___ TEXT BLOCK ___
VAST Data's 'Classical HPC' Framing: When Marketing Rewrites Storage History
VAST Data positions legacy parallel file systems as obsolete for AI. The technical claims deserve scrutiny - metadata matters, but the 'classical vs. modern' narrative obscures more than it reveals.
VAST Data’s Jan Heichler argues that AI workloads require fundamentally different parallel file system designs than “classical HPC” systems [1]. The framing positions traditional parallel file systems - Lustre, GPFS (Spectrum Scale), BeeGFS - as architectural relics unsuited for modern AI. VAST’s disaggregated, shared-everything (DASE) architecture, naturally, represents the evolved alternative.
The technical claims contain genuine insights about metadata scalability. They also contain convenient omissions about trade-offs and a rewriting of storage history that benefits VAST’s competitive positioning. Let’s examine what’s accurate, what’s misleading, and what the article doesn’t mention.
The “Classical Striping” Strawman
Heichler states: “Classical striping parallel file systems were originally designed for traditional HPC workloads, where many processes write concurrently into the same large file” [1]. This positions striping as the defining characteristic of legacy systems and implies it’s the wrong approach for AI.
The framing is technically incomplete. Striping in parallel file systems serves multiple purposes: aggregate bandwidth by spreading data across storage targets, balance load across servers, and provide parallelism for large I/O operations. These benefits apply to AI workloads as much as traditional HPC. Large model checkpoints, training datasets, and intermediate tensors all benefit from striped access.
Modern Lustre and GPFS implementations have evolved significantly from their original designs. Lustre’s Progressive File Layout (PFL) allows files to start with conservative layouts and expand striping as they grow. GPFS supports file placement policies that can direct different workloads to appropriate storage pools. Characterizing these systems by their original 1990s designs ignores two decades of development.
The actual limitation Heichler identifies - that legacy systems tied clients to specific controllers or storage targets - reflects older architectures. But Lustre’s Data-on-MDT (DoM) feature, GPFS’s native RAID, and various client-side caching improvements have addressed many of these constraints. The “classical” systems in the article are older versions of systems that have continued to evolve.
The Metadata Insight (and Its Limits)
Heichler’s strongest technical point: “the real distinction today is not striping itself, but the metadata design, which determines how much concurrency the system can sustain” [1]. This is correct. Metadata scalability is often the bottleneck for workloads with millions of small files or high create/delete rates.
Traditional Lustre deployments use a single Metadata Server (MDS), which becomes a bottleneck at scale. GPFS distributes metadata but requires careful tuning. BeeGFS offers metadata distribution but with consistency trade-offs. VAST’s claim that their architecture handles metadata differently addresses a real problem.
___ EXCERPTED DATA ___
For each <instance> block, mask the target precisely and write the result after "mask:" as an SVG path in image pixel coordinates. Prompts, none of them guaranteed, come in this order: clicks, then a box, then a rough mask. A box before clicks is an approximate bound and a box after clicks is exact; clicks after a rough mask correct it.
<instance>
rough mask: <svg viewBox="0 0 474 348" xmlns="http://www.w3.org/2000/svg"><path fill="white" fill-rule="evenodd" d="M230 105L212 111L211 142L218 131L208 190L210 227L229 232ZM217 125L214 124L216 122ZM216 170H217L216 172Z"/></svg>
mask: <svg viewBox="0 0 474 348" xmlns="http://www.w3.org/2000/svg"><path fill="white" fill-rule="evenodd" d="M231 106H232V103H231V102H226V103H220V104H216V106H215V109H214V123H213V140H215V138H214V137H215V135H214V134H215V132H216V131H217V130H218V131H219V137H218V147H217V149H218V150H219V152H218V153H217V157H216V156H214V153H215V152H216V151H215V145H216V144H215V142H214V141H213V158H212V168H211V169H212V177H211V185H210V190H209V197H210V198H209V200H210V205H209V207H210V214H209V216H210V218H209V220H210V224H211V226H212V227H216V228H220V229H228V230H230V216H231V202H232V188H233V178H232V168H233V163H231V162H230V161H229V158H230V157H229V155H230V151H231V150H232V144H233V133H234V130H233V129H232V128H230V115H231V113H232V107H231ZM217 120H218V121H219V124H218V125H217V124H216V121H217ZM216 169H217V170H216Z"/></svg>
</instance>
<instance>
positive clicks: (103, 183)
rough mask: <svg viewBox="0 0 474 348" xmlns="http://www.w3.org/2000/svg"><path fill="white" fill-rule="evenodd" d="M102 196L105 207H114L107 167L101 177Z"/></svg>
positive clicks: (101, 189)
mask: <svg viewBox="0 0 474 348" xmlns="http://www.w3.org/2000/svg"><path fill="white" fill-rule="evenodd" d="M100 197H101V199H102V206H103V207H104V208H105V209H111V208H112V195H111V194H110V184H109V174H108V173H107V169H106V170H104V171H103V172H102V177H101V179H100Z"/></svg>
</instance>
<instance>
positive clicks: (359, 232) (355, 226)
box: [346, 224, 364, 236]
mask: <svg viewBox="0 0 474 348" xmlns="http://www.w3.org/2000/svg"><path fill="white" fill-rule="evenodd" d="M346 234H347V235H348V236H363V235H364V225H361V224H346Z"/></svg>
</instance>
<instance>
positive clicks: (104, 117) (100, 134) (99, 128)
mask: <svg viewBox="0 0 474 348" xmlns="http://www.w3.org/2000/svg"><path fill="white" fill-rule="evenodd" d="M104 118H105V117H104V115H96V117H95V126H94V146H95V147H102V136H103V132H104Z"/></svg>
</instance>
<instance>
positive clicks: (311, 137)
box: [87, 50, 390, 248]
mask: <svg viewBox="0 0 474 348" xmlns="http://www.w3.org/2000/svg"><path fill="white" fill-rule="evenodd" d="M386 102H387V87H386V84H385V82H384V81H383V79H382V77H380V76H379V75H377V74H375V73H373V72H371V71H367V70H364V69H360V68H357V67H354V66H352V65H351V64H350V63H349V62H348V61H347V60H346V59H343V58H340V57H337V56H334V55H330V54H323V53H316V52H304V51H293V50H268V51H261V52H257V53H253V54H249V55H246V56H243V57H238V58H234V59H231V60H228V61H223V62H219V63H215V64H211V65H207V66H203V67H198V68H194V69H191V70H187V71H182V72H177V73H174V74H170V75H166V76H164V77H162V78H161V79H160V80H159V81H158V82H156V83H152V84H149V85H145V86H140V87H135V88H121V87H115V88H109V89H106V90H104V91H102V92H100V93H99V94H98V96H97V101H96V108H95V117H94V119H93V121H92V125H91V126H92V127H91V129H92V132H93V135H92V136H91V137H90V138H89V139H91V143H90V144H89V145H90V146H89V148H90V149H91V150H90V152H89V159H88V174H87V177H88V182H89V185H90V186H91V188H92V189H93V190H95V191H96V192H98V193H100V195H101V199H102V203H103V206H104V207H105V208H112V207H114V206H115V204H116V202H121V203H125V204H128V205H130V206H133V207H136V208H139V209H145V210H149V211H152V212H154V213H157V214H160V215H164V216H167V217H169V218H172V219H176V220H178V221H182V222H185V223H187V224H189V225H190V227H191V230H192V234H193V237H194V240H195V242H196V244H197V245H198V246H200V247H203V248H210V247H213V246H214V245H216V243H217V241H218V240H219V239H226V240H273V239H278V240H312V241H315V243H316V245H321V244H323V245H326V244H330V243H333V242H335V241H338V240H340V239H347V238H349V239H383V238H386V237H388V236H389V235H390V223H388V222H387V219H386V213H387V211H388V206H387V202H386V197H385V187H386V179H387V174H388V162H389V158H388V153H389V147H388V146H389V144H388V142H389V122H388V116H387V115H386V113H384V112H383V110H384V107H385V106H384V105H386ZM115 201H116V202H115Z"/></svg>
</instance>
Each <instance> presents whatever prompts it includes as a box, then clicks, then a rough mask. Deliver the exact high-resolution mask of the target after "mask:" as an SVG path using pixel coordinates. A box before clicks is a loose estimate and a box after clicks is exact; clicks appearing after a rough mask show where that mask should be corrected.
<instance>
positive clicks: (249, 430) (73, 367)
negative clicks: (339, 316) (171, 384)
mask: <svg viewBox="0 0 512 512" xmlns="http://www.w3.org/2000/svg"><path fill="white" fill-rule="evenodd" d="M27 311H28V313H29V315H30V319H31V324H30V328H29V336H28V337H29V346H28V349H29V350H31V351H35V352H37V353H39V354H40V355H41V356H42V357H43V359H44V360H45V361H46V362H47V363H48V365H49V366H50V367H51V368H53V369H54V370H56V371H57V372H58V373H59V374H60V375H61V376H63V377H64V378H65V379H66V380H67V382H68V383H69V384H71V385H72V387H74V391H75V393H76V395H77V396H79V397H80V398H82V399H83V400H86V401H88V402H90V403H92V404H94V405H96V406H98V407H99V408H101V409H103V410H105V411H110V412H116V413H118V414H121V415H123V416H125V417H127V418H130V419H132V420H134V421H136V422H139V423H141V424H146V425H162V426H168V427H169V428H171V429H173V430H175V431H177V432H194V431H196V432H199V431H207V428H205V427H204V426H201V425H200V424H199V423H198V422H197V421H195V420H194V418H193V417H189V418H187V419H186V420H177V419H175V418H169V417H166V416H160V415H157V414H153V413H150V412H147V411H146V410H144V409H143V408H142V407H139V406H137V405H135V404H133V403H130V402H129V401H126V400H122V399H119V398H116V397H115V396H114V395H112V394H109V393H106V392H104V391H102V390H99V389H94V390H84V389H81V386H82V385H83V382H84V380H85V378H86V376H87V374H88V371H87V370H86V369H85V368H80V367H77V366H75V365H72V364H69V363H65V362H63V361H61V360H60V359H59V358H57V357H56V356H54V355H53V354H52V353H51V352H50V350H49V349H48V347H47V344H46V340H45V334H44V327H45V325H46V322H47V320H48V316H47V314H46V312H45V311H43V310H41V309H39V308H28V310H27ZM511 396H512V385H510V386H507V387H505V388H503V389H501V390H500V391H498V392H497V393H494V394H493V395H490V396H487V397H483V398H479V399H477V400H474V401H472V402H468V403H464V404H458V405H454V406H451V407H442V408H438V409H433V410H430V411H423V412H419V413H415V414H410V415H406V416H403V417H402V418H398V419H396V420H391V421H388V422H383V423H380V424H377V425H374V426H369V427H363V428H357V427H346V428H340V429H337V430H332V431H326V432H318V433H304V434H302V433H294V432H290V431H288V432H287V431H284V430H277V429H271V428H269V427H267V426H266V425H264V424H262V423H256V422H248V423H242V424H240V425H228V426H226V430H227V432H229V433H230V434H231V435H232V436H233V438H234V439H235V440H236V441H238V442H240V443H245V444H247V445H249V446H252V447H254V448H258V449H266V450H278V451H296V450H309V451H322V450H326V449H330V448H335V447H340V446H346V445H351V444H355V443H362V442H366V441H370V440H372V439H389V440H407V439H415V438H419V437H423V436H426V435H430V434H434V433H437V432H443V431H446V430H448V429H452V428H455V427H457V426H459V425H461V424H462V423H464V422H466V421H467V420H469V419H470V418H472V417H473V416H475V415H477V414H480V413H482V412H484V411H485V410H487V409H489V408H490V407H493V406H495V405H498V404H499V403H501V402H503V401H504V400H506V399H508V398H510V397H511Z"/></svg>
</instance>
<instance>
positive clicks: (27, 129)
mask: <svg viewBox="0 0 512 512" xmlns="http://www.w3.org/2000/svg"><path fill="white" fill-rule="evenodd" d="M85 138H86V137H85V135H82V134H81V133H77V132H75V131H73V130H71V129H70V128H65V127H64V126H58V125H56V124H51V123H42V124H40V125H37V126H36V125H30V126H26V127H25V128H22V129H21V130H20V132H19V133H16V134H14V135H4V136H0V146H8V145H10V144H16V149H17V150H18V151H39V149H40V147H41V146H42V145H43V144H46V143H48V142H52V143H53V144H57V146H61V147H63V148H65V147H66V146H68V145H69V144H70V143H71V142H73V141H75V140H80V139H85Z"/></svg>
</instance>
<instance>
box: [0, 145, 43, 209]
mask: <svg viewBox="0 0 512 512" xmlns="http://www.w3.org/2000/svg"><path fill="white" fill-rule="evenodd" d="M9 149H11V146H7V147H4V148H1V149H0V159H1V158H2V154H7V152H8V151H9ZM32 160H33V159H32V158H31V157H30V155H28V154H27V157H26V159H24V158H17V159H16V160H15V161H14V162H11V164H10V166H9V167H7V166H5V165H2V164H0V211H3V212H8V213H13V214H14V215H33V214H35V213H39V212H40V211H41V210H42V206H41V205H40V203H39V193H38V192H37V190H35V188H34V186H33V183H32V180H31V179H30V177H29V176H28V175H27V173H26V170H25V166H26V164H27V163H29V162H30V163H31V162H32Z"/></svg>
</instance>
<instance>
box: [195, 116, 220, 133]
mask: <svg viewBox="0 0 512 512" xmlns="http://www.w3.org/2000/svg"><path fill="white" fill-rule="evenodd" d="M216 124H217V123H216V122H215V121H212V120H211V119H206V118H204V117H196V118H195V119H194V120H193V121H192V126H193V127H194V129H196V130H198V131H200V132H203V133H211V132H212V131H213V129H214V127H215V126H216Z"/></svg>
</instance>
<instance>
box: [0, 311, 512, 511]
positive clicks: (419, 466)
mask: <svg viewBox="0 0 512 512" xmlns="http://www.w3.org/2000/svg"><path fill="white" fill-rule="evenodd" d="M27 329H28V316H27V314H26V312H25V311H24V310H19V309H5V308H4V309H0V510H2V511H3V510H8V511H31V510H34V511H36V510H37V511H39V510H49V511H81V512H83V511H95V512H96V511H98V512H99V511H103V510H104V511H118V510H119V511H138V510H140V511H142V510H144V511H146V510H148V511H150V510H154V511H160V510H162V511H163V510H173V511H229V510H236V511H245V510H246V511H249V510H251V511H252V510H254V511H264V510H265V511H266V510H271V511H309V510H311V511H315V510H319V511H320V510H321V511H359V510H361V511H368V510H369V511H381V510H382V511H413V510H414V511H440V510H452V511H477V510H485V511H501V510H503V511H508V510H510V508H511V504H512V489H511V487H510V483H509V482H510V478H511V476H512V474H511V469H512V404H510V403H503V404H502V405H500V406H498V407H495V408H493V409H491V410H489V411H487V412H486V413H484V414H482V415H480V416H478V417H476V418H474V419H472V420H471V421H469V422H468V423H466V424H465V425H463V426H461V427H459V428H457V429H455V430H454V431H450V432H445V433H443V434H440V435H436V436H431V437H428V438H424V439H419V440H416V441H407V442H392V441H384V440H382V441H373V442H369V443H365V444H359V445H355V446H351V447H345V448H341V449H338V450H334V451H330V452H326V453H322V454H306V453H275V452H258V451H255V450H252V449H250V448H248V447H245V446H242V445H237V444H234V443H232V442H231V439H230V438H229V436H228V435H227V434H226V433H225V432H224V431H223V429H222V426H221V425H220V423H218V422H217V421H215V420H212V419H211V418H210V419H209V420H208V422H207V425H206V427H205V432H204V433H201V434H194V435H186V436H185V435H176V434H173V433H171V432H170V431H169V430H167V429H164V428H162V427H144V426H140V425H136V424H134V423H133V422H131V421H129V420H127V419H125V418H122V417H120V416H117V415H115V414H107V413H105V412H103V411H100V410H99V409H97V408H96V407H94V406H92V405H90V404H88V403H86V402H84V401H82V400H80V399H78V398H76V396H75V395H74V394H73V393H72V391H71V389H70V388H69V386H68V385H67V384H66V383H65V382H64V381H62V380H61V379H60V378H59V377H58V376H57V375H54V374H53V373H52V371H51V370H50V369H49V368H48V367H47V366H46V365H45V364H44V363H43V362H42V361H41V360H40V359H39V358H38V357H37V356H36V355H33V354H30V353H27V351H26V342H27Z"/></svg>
___
__DIRECTIONS__:
**a)** Translate this sentence from the VAST Data article into Spanish: "Metadata scalability is often the bottleneck for workloads with millions of small files or high create/delete rates."
**b)** Write the next part of the VAST Data article, picking up after its final sentence.

__LIST OF ANSWERS__:
**a)** La escalabilidad de los metadatos suele ser el cuello de botella para las cargas de trabajo con millones de archivos pequeños o altas tasas de creación/eliminación.

**b)**
However, the article doesn’t examine VAST’s metadata trade-offs. Scattering “data and metadata everywhere across everything” provides concurrency but creates consistency challenges. When metadata lives everywhere, maintaining coherent views during failures becomes complex. The DASE architecture must handle questions that single-MDS systems avoid: what happens when different nodes have different views of the namespace during a network partition? How are conflicting updates resolved?
VAST presumably has answers to these questions, but the article doesn’t explore them. The comparison presents legacy limitations without examining VAST’s corresponding trade-offs.
“Non-Isolated Failure Domains” as a Feature
The article lists “non-isolated failure domains” as a VAST advantage [1]. This deserves scrutiny because failure domain isolation is traditionally considered a reliability feature, not a limitation.
In traditional parallel file systems, a failed storage target affects only the data on that target. Other data remains accessible. This isolation limits blast radius - a disk failure doesn’t cascade into a cluster-wide event.
VAST’s architecture scatters data across all nodes, which means any node failure potentially affects access to any piece of data. The system handles this through redundancy and reconstruction, but the failure domain is inherently larger. Whether this is better depends on redundancy levels, reconstruction speed, and failure probability.
Framing larger failure domains as an advantage inverts traditional reliability engineering. The article should explain why VAST’s approach provides equivalent or better availability despite the larger blast radius. Without that explanation, “non-isolated failure domains” sounds like marketing spin on an architectural trade-off.
AI Workload Characterization
Heichler describes AI workloads as generating “millions of small, high-fanout reads, extremely parallel random I/O, concurrent access from GPUs” [1]. This characterization is partially accurate and partially misleading.
AI training workloads are diverse. Large language model training typically involves sequential reads of tokenized text data - not small random I/O. Image classification training reads millions of small files (individual images), matching the description. Video training reads large sequential files. Inference workloads read model weights once and then process input data with patterns that vary by application.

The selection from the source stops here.